[Region annotation entries]
=======

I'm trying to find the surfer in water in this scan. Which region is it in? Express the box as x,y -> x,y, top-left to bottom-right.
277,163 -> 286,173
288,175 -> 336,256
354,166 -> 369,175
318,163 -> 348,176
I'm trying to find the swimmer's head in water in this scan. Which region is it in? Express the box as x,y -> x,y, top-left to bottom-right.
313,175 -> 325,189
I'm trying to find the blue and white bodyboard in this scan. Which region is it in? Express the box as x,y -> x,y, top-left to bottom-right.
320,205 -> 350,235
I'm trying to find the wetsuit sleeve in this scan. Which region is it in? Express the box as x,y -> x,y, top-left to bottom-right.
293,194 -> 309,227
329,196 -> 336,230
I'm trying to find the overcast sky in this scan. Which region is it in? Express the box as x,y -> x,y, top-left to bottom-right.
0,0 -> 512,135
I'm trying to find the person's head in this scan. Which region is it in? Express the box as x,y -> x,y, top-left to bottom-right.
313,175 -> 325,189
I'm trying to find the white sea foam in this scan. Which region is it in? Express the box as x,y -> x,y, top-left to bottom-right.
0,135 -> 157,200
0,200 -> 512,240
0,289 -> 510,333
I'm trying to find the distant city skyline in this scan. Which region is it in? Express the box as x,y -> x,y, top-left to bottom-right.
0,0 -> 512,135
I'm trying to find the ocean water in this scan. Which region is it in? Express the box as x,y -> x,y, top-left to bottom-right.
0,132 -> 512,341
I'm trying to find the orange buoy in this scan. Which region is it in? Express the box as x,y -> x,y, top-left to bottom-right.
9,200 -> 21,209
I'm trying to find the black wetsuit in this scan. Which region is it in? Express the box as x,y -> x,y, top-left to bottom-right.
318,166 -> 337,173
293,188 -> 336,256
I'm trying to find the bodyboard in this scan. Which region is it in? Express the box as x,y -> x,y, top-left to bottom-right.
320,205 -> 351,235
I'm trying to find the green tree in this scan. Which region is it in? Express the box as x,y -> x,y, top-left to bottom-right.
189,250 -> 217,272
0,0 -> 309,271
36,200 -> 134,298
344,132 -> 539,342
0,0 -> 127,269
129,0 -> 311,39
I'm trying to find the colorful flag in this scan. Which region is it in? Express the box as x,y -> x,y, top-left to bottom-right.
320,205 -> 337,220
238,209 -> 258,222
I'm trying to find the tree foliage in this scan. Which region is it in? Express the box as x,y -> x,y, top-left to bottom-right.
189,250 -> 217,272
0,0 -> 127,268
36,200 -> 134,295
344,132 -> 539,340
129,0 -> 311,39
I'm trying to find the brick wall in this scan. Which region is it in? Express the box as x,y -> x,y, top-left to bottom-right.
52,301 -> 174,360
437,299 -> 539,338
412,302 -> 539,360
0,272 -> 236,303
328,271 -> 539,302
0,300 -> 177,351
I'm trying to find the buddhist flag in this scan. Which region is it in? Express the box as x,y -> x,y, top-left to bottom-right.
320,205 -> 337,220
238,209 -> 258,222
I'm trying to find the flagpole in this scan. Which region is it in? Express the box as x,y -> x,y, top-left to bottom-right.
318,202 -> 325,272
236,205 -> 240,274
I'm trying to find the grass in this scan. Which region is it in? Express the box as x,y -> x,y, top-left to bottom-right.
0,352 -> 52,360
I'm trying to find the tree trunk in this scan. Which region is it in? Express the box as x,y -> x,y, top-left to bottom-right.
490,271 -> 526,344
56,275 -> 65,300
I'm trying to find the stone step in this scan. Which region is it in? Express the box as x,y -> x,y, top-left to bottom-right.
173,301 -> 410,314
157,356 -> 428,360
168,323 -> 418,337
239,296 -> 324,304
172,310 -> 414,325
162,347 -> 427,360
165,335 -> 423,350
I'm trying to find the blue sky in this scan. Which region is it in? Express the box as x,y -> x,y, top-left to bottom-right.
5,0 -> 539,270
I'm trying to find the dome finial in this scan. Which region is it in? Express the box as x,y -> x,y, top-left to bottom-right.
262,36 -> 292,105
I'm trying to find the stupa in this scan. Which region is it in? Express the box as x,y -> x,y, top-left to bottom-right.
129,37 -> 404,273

=======

* Written request *
Please rewrite the data above, putting "photo" wherever "scan" appears and changing nothing else.

* Solved problem *
I'm trying to find the surfer in water in this photo. Which region is it in? Express the box as x,y -> x,y, top-left to bottom-right.
277,163 -> 286,173
288,175 -> 336,256
354,166 -> 369,175
318,163 -> 348,176
I'm trying to find the swimmer's head in water in this photo. Which region is it in? Express the box as x,y -> x,y, top-left to bottom-right.
313,175 -> 325,189
I'm trying to find the blue and white bodyboard in this photo. Which region is it in? Express the box as x,y -> x,y, top-left to bottom-right.
320,205 -> 350,235
I'm trying to find the wetsuit sleeve in this photo. Which region is it in? Express the box as x,y -> x,y, top-left to bottom-right.
293,194 -> 309,227
329,196 -> 336,230
I'm trying to find the overcast sky in this photo. Which region is it in? Express the box as x,y -> x,y, top-left to bottom-right.
0,0 -> 512,135
I'm trying to find the person's head in this photo. Which region is it in? Express the box as x,y -> x,y, top-left to bottom-right.
313,175 -> 325,189
I'm trying to find the white sea foam in this photo. Which region is it in? Express the box as x,y -> x,y, top-left to bottom-right.
0,135 -> 157,200
0,200 -> 512,240
0,289 -> 510,333
I'm trying to find the distant city skyline in this photo. Which region is it in? Express the box as x,y -> x,y, top-left to bottom-right.
0,0 -> 512,135
I'm trying to find the ocean water in this photo. Which region is it in? Express the box as x,y -> x,y, top-left to bottom-right.
0,132 -> 512,341
I'm trying to find the orange buoy in this photo. Which region is it in? Express the box as x,y -> x,y, top-left to bottom-right.
9,200 -> 21,209
I'm trying to find the black wetsuit in this photo. Which region is it in? Express the box as x,y -> x,y, top-left to bottom-right.
318,166 -> 337,173
293,188 -> 336,256
I'm trying to find the bodyboard in this photo. Which region is it in? Express the box as x,y -> x,y, top-left to bottom-right.
320,205 -> 351,235
I'm trying to find the green tree in this photo. Which region is it in? Express the box as x,y -> x,y, top-left to bottom-right.
189,250 -> 217,272
0,0 -> 309,271
36,200 -> 134,298
344,132 -> 539,342
0,0 -> 127,269
129,0 -> 311,39
I'm trying to find the colorful flag in this photo. Which region is it in? Express the box as x,y -> x,y, top-left to bottom-right.
320,205 -> 337,220
238,209 -> 258,222
I'm trying to find the tree foliage in this photo. Which region is it in? Express the box as x,y -> x,y, top-left to bottom-right.
189,250 -> 217,272
0,0 -> 127,268
36,200 -> 134,295
344,132 -> 539,340
129,0 -> 311,39
I'm trying to find the brick wall in this photo. Which region is it in? Express the box as x,y -> x,y, top-left to bottom-right.
52,301 -> 174,360
437,299 -> 539,338
412,302 -> 539,360
0,272 -> 236,303
328,271 -> 539,302
0,300 -> 177,351
I'm trying to find the buddhist flag in this photo. Which region is it in? Express the box as x,y -> x,y, top-left to bottom-right.
320,205 -> 337,220
238,209 -> 258,222
I'm trying to find the flagpole in this photo. Which region is it in? Express the box as x,y -> x,y, top-left to bottom-right.
318,202 -> 325,272
236,205 -> 240,274
I'm trying to find the grass in this photo. Which region is it in? Express the box as x,y -> x,y, top-left to bottom-right.
0,352 -> 52,360
I'm trying to find the tree trunk in this photo. Which region is it in? Express the box as x,y -> x,y, top-left to bottom-right.
490,271 -> 526,344
56,275 -> 65,300
I'm trying to find the stone step in this photo. Which region is it in? Express the box as x,y -> x,y, top-left to bottom-right.
173,301 -> 410,314
157,356 -> 428,360
168,323 -> 418,337
239,296 -> 324,304
172,310 -> 414,325
162,347 -> 427,360
165,335 -> 423,350
I'm trying to find the blue sky in this photo. Which region is it in? Express the box as x,y -> x,y, top-left to bottom-right.
5,0 -> 539,270
I'm trying to find the dome finial in this photo. Which region is it in? Express the box as x,y -> x,y, top-left to bottom-right.
262,36 -> 292,105
I'm trying to find the stupa in this photo. Which region is it in? Express the box as x,y -> x,y, top-left to bottom-right.
129,37 -> 404,273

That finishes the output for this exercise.